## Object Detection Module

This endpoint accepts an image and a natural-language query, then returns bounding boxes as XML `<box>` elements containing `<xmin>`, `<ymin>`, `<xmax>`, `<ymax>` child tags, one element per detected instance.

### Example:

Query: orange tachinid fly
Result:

[What to work on] Copy out the material above verbatim, line for line.

[Answer for this exercise]
## Object Detection Module

This endpoint accepts an image and a natural-language query, then returns bounding boxes as XML `<box>` elements containing `<xmin>`, `<ymin>`, `<xmax>`, `<ymax>` child tags, one element per detected instance.

### Example:

Query: orange tachinid fly
Result:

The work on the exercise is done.